Stated exercise: Reproduce every entry below verbatim, omitting the pictures.

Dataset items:
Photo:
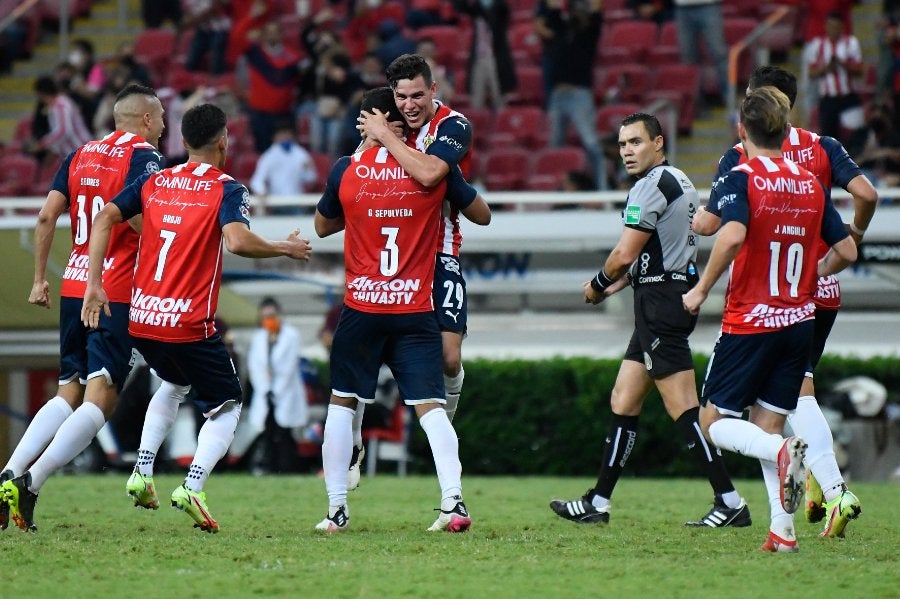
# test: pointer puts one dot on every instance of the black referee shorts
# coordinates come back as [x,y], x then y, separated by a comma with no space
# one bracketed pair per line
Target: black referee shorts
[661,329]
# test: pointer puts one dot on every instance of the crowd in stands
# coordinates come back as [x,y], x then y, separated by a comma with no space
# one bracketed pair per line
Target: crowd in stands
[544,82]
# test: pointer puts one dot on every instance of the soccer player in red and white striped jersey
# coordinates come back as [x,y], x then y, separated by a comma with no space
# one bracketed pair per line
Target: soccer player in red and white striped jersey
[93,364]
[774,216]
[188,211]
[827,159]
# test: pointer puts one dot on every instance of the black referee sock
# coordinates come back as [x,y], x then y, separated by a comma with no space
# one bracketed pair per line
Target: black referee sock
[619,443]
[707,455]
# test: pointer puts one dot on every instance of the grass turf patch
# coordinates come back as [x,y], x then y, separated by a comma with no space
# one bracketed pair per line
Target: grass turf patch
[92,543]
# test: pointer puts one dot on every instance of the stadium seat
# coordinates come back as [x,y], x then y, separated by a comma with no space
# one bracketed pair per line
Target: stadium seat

Expected answer:
Photo:
# test: pointer puts one dot on every instance of the black referee shorts
# coordinates come back as [x,y], x then y, separated by a comma with no space
# one bracketed pair per line
Target: black referee shorts
[661,329]
# test: pointer puts one dot on every instance of the crowd in stands
# coordinates come back as [x,y], x then y, separated by a comma with no space
# one bracketed pair per line
Target: crowd in stands
[544,82]
# test: pointer puts one dot on every instance of the soccer player in red and white striped jersey
# coordinates come back as [x,y], x then y, separated by a comma with no space
# one bracketed pair per line
Target: soccer player in red and white striped jersey
[93,364]
[774,216]
[188,211]
[827,159]
# test: pointer puts one dot on every instance of the black referee sock
# coordinates come back as [x,y], x then y, separated by a comma with no space
# one bracketed pair per line
Target: black referee sock
[619,443]
[707,455]
# test: pointer puts one dot on every instance of the grass turf patch
# coordinates come back as [x,y], x then y, separated by a comma with no space
# one bracketed pair per line
Target: grass turf patch
[92,543]
# test: pointer puts one dot on every instance of the stadium seat
# coordinates come back as [x,y], x then y, separated by a comma with no space
# one bracketed pair per line
Target: stadium seat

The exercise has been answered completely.